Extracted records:
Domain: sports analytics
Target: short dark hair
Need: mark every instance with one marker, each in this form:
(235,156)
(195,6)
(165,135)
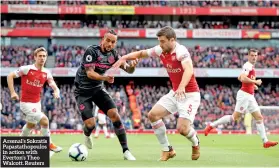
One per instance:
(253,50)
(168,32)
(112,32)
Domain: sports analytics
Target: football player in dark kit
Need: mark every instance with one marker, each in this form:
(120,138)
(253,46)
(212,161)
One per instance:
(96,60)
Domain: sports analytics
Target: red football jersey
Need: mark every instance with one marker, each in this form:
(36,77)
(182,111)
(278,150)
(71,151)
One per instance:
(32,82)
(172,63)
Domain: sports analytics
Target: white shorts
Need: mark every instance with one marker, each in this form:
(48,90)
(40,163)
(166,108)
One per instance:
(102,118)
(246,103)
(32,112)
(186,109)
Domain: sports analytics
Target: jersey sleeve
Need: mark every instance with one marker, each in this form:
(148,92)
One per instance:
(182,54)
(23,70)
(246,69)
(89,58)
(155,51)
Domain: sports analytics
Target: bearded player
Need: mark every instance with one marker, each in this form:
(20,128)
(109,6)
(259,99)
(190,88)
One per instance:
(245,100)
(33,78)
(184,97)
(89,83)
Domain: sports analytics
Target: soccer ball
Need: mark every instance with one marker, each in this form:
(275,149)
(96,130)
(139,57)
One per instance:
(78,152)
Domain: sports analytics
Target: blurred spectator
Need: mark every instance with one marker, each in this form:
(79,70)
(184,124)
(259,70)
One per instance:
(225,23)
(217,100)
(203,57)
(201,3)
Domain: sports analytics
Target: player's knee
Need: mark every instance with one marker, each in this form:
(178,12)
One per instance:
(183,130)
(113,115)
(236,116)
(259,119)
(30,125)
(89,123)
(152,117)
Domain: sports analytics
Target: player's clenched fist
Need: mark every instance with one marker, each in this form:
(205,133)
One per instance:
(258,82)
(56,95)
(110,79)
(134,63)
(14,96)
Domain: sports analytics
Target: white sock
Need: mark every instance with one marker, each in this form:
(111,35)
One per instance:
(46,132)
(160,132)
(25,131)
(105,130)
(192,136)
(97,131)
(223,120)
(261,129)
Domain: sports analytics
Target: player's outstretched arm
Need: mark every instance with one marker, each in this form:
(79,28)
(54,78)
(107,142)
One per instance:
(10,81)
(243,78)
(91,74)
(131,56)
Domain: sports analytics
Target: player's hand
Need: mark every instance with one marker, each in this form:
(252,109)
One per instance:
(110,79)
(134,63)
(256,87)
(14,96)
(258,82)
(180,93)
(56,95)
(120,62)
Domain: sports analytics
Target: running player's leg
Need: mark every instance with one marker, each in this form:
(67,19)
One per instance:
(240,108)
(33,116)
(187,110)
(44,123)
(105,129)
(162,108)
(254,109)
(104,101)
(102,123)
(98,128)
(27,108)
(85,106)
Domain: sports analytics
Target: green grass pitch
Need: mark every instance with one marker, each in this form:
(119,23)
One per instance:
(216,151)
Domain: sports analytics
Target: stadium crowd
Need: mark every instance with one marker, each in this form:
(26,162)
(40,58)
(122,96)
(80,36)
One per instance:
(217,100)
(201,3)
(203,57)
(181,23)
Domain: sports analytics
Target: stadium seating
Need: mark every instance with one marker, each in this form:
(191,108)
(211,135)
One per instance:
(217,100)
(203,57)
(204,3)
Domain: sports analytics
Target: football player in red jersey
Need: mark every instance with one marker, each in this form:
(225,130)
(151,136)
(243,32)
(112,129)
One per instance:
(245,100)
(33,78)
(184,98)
---
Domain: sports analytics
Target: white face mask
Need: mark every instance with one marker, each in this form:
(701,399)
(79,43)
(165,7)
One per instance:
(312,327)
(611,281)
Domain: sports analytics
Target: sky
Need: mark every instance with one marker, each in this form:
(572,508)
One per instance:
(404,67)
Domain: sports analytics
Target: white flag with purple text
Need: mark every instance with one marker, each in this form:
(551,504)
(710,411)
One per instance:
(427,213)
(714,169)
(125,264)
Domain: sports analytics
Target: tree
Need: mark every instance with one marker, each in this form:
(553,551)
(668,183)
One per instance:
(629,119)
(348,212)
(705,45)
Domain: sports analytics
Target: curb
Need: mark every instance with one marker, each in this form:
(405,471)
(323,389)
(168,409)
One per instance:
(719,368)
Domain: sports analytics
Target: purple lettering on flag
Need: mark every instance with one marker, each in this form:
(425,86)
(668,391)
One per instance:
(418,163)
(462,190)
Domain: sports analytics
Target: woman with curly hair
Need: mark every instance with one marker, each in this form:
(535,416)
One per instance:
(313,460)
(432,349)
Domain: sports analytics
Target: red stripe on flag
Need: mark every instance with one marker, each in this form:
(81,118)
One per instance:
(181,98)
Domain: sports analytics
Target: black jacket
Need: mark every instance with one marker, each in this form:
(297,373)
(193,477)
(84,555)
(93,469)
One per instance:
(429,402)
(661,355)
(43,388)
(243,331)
...
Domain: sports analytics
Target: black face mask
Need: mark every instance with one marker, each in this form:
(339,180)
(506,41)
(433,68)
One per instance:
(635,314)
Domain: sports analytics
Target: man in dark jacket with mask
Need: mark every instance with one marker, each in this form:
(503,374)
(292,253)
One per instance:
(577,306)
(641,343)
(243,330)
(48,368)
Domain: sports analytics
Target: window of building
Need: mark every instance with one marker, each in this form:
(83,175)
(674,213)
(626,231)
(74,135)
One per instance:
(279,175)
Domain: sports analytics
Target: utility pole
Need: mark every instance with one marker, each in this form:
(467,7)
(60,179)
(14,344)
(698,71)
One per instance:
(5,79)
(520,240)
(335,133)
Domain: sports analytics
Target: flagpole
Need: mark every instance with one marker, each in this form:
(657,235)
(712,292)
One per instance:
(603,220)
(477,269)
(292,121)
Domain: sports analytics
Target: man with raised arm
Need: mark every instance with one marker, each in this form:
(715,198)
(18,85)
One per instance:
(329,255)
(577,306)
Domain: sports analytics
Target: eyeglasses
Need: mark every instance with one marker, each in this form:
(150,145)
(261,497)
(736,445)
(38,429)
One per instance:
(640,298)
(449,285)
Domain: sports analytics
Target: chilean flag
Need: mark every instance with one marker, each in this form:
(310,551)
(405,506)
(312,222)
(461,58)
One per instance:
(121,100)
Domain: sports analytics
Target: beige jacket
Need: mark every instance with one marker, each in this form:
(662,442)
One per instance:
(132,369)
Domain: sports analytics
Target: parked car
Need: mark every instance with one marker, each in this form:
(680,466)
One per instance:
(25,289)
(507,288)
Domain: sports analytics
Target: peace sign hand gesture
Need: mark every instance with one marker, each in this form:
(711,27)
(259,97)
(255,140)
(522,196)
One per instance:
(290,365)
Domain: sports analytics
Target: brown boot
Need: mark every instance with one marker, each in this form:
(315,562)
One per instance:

▶ **What is being asked**
Which lines of the data above contain "white"? Copy each one.

▶ **Exercise output**
Target: white shorts
Target: white sock
Target: white face mask
Target: white flag with purple text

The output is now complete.